━━━━━ LISTED ENTRIES ━━━━━

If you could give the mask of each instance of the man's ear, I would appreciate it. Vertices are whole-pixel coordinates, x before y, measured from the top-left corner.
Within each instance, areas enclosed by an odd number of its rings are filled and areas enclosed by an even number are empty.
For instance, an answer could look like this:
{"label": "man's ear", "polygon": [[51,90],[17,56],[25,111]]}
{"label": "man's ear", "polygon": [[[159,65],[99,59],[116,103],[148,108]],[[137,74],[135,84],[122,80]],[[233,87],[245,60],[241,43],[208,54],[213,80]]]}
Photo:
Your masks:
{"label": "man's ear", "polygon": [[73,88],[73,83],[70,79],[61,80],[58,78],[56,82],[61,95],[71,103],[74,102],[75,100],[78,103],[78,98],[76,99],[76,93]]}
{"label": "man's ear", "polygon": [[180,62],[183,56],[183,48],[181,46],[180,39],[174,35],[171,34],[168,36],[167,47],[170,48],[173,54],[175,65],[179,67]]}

━━━━━

> [WHAT THIS TASK INVOLVES]
Render every line of the items above as a JSON array of strings, one string per line, omitting any blank lines.

> [RESPONSE TO THIS TASK]
[
  "If you could give the mask of each instance of the man's ear, I would appreciate it. Vertices are whole-pixel coordinates, x before y, measured from the top-left corner.",
  "Within each instance, areas enclosed by an odd number of its rings are filled and areas enclosed by an even number are empty.",
  "For instance, an answer could look like this:",
  "{\"label\": \"man's ear\", \"polygon\": [[51,90],[17,56],[25,111]]}",
  "{\"label\": \"man's ear\", \"polygon\": [[[159,65],[99,59],[116,103],[148,108]],[[137,74],[135,84],[122,80]],[[233,87],[245,60],[241,43],[208,54],[213,80]]]}",
  "Photo:",
  "Your masks:",
  "{\"label\": \"man's ear\", \"polygon\": [[73,88],[73,83],[70,79],[61,80],[58,78],[56,82],[61,95],[71,103],[74,102],[75,100],[78,103],[78,98],[76,99],[76,93]]}",
  "{\"label\": \"man's ear\", \"polygon\": [[180,62],[183,56],[183,48],[181,46],[180,39],[174,35],[171,34],[168,36],[167,47],[170,48],[173,54],[175,65],[179,67]]}"
]